═══ SOURCE TEXT ═══

Loose-fill Asbestos

North Sydney is one of 28 local government areas in NSW where loose-fill asbestos may have been used as insulation in ceilings.

Loose fill asbestos is a problem that should not be ignored because, over time, airborne asbestos can move from the ceiling space to living areas.

The NSW Government is now offers free sample testing and/or assistance under the Government's Voluntary Purchase and Demolition program.

For more information about the program, including details of the voluntary purchase program, click here.

Home owners should not undertake refurbishment work on walls, ceilings, wall sockets, cornices or sub-floor areas without assessment and advice. Remember, accessing the area may release airborne fibres into your living areas.

If asbestos is found, removal can only be undertaken by a Class A licensed removalist. If the asbestos remains in a sealed area, warning stickers should be placed on the electrical metre box and ceiling manhole to alert tradespeople to the presence of the asbestos.



The Heads of Asbestos Coordinating Authorities (HACA) has advised Council that some houses in the North Sydney local government area may have loose-fill asbestos insulation installed by a supplier called Mr Fluffy between 1968 and 1979.

═══

**REQUIRED ACTIONS**
**a)** From the loose-fill asbestos text, pull out the part that opens with the words containing "North Sydney is" and closes with "and Demolition program.", copied word for word.
**b)** According to the loose-fill asbestos text, what supplier may have installed the insulation in North Sydney houses, and in what years?
**c)** Please proceed with the loose-fill asbestos text, writing on from its final sentence.

═══ SOURCE DATA ═══

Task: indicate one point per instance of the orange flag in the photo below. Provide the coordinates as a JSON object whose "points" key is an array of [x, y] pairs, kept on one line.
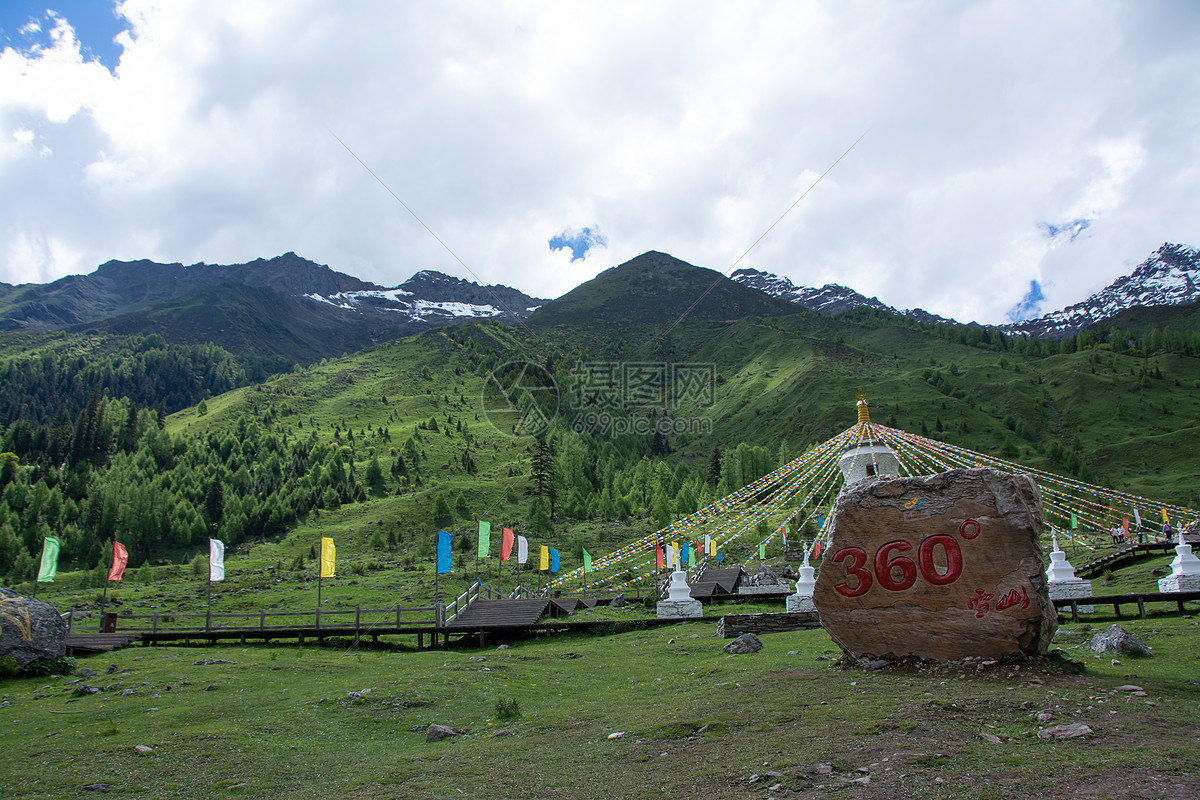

═══

**ANSWERS FOR THIS EXERCISE**
**a)**
North Sydney is one of 28 local government areas in NSW where loose-fill asbestos may have been used as insulation in ceilings.

Loose fill asbestos is a problem that should not be ignored because, over time, airborne asbestos can move from the ceiling space to living areas.

The NSW Government is now offers free sample testing and/or assistance under the Government's Voluntary Purchase and Demolition program.

**b)** A supplier called Mr Fluffy, between 1968 and 1979.

**c)**
Loose-fill (friable) asbestos is a material which can be easily crumbled, pulverised or reduced to powder by hand pressure. Friable asbestos is dangerous because the fibres easily enter the air and can be inhaled by people living or working in the vicinity. Inhaling asbestos fibre may lead to asbestos-related disease such as mesothelioma.

Not all loose-fill material is asbestos. Other insulation materials, such as rockwool, fibreglass, cellulous and decayed synthetic material may look like asbestos. It is important that any loose-fill insulation is correctly identified and handled appropriately.

Previous testing of homes with loose-fill asbestos insulation indicates the risk of exposure is low if the asbestos is undisturbed and is sealed off from living areas. However, in older homes, fibres may travel down wall cavities to sub-floor areas or escape through cracks around cornices or ceiling manholes.